* [TEXT FOR ANALYSIS]
===============

Tomato (Solanum lycopersicum)
- Maturity: 85 days
- Type: Heirloom
- Vine: Indeterminate
- Plant height: 1.8 metres (5 ft 11 in)
- Fruit weight: 110 grams (3.9 oz)
- Leaf: Regular leaf
- Color: Red (pink)
- Shape: Plum

= San Marzano tomato =

Tomato cultivar

The San Marzano tomato is a variety of plum tomato originating in Campania, Italy. It is known for its flavour and quality as a canning tomato. San Marzano production is protected by a European protected designation of origin (PDO) certification.

==Description==
Compared to the Roma tomato, San Marzano tomatoes are thinner and more pointed. The flesh is much thicker with fewer seeds, and the taste is stronger, sweeter, and less acidic.

The San Marzano vines are an indeterminate type and have a somewhat longer season than other paste tomato varieties, making them particularly suitable for warmer climates. As is typical of heirloom plants, San Marzano is an open-pollinated variety that breeds true from generation to generation, making seed saving practical for the home gardener or farmer.

==Commercial production and use==
Heirloom plant conservationist Amy Goldman Fowler calls the San Marzano "the most important industrial tomato of the 20th century"; its commercial introduction in 1926 provided canneries with a "sturdy, flawless subject, and breeders with genes they'd be raiding for decades". Although commercial production of the San Marzano variety is most closely associated with Italy, seeds for the variety are available worldwide. It is an heirloom variety. Canned San Marzanos, when grown in the Valle del Sarno ('Sarno Valley') in Italy in compliance with Italian law, can be classified as pomodoro di San Marzano dell'agro sarnese-nocerino and have the European Union PDO emblem on the label.

===============

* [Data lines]
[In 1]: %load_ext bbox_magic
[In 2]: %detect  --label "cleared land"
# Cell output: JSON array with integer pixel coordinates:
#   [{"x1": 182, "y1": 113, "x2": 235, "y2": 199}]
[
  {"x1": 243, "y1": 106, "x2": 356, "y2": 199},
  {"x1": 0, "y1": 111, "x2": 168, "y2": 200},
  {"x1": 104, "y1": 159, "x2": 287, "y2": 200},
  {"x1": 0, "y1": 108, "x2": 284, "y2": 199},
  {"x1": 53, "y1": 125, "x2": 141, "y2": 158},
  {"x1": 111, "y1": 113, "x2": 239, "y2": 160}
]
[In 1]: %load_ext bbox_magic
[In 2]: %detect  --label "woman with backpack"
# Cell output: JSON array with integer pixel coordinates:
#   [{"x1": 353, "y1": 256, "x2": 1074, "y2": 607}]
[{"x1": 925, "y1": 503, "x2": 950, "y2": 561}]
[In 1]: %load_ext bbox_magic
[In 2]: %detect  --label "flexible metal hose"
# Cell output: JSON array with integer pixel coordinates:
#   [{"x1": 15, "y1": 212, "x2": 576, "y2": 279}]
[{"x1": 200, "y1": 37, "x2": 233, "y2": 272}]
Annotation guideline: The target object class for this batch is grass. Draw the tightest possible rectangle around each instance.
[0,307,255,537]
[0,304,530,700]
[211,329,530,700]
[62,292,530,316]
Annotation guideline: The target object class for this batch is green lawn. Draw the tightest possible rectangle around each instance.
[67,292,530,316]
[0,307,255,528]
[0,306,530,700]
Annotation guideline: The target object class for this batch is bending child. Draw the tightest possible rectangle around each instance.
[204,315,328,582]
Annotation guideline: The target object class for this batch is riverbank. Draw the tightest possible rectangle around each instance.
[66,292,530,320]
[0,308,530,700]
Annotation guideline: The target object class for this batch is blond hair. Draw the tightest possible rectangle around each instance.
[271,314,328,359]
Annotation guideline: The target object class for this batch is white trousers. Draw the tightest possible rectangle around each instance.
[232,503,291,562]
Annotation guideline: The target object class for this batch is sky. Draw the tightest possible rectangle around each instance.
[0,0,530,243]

===============

* [TASK LIST]
[A] Answer these questions using the San Marzano tomato text:
(i) How many days to maturity does the variety take?
(ii) In what region of Italy did the San Marzano tomato originate?
(iii) In what year was the San Marzano commercially introduced?
[B] From the San Marzano tomato text, return the passage starting at "- Leaf: Regular" and ending at "origin (PDO) certification.".
Rely only on the text, not the lines.

* [TASK SOLUTIONS]
[A]
(i) 85 days
(ii) Campania
(iii) 1926

[B]
- Leaf: Regular leaf
- Color: Red (pink)
- Shape: Plum

= San Marzano tomato =

Tomato cultivar

The San Marzano tomato is a variety of plum tomato originating in Campania, Italy. It is known for its flavour and quality as a canning tomato. San Marzano production is protected by a European protected designation of origin (PDO) certification.